> _ENTRIES PROVIDED_:
#####

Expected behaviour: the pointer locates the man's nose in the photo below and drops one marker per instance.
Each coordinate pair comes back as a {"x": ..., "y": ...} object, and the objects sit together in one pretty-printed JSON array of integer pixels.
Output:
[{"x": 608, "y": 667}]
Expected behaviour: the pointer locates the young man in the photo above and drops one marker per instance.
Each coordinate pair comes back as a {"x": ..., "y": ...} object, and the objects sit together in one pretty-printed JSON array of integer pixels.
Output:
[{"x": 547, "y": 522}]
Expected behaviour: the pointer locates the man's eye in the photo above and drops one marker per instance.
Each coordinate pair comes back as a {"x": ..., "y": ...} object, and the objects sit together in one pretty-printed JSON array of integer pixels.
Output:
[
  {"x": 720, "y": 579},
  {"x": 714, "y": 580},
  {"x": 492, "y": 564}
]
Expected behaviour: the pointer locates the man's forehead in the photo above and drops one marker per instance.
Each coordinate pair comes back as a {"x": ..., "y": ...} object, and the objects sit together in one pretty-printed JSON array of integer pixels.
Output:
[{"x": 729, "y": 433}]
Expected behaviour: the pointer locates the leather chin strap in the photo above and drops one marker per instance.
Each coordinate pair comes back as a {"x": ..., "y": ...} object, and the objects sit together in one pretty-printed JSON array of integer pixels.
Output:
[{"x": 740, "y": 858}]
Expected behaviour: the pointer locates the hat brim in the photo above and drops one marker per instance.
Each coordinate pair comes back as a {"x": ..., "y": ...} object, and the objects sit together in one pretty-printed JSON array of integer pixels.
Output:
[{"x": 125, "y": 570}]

#####

> _PROBLEM DETAILS_:
Starting at the line that holds "Expected behaviour: the pointer locates the hat", retype each line exactly through the end of the entries, both ends included.

> _RESULT_:
Expected behaviour: the pointer locates the hat brim in the photo above and drops one marker per instance.
Each coordinate pair comes back as a {"x": ..., "y": ...} object, and the objects sit together in one pretty-printed JSON array of integer pixels.
Output:
[{"x": 125, "y": 570}]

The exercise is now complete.